Task details: Check each line of the entries below for the word "podium", then state how many lines have it and nothing more.

Items from a dataset:

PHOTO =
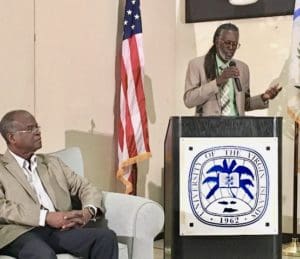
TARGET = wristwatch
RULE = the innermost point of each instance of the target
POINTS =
(92, 211)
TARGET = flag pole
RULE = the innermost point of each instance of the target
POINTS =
(293, 248)
(296, 152)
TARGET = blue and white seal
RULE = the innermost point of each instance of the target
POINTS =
(228, 186)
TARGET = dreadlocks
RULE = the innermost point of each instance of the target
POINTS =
(210, 57)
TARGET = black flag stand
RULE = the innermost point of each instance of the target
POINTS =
(293, 248)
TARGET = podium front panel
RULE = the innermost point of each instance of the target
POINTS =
(222, 188)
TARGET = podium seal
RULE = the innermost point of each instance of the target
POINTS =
(228, 186)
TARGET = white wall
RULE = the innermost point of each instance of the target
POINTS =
(78, 43)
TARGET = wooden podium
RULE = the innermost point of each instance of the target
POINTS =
(222, 198)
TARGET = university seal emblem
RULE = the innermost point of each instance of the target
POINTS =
(228, 186)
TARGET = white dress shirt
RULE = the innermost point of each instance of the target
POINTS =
(34, 180)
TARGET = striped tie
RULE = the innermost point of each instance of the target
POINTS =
(225, 100)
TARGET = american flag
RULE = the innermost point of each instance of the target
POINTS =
(294, 67)
(133, 138)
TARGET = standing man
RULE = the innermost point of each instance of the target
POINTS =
(36, 216)
(218, 85)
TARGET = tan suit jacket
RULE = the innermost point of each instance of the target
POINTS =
(205, 96)
(19, 206)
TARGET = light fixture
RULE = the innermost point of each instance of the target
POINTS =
(242, 2)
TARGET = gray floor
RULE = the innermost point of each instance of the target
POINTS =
(159, 245)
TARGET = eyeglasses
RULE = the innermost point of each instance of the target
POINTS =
(32, 130)
(231, 44)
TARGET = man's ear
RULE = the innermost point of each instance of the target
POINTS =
(11, 138)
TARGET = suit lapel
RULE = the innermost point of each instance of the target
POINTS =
(43, 172)
(14, 169)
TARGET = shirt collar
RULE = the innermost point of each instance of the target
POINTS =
(220, 63)
(21, 161)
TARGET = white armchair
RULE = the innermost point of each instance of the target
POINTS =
(135, 220)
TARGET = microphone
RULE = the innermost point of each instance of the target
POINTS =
(236, 79)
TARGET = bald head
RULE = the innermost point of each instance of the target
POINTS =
(21, 132)
(9, 122)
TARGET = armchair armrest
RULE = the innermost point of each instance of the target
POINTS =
(135, 220)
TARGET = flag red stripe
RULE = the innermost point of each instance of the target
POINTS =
(137, 74)
(130, 140)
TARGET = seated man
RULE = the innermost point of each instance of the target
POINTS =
(36, 216)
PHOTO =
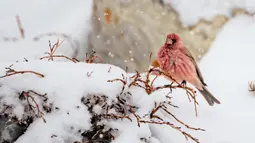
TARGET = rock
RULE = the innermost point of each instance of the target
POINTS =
(10, 129)
(125, 32)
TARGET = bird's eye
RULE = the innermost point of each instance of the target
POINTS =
(174, 41)
(170, 41)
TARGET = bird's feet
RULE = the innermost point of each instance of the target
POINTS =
(184, 83)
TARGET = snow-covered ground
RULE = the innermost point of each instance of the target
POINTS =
(191, 11)
(39, 18)
(227, 69)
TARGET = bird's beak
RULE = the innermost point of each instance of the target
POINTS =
(169, 41)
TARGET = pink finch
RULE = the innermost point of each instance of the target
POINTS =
(178, 62)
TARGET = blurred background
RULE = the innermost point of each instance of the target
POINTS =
(122, 32)
(125, 32)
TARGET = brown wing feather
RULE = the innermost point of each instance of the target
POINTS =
(199, 74)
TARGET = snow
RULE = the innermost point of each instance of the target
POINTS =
(71, 18)
(192, 11)
(64, 87)
(227, 69)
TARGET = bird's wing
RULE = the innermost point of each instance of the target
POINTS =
(199, 74)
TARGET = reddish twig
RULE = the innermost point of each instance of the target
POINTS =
(123, 80)
(92, 58)
(118, 116)
(59, 56)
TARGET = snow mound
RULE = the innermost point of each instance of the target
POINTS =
(67, 102)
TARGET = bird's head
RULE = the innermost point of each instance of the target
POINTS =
(172, 40)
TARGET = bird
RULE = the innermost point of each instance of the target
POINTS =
(176, 60)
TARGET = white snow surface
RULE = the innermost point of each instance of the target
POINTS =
(39, 18)
(192, 10)
(227, 69)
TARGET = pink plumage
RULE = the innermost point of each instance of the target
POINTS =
(177, 61)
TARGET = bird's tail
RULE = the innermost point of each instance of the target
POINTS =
(208, 96)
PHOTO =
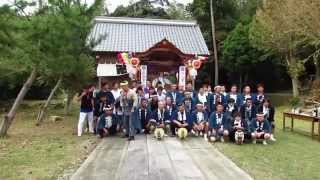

Solution for this exercise: 3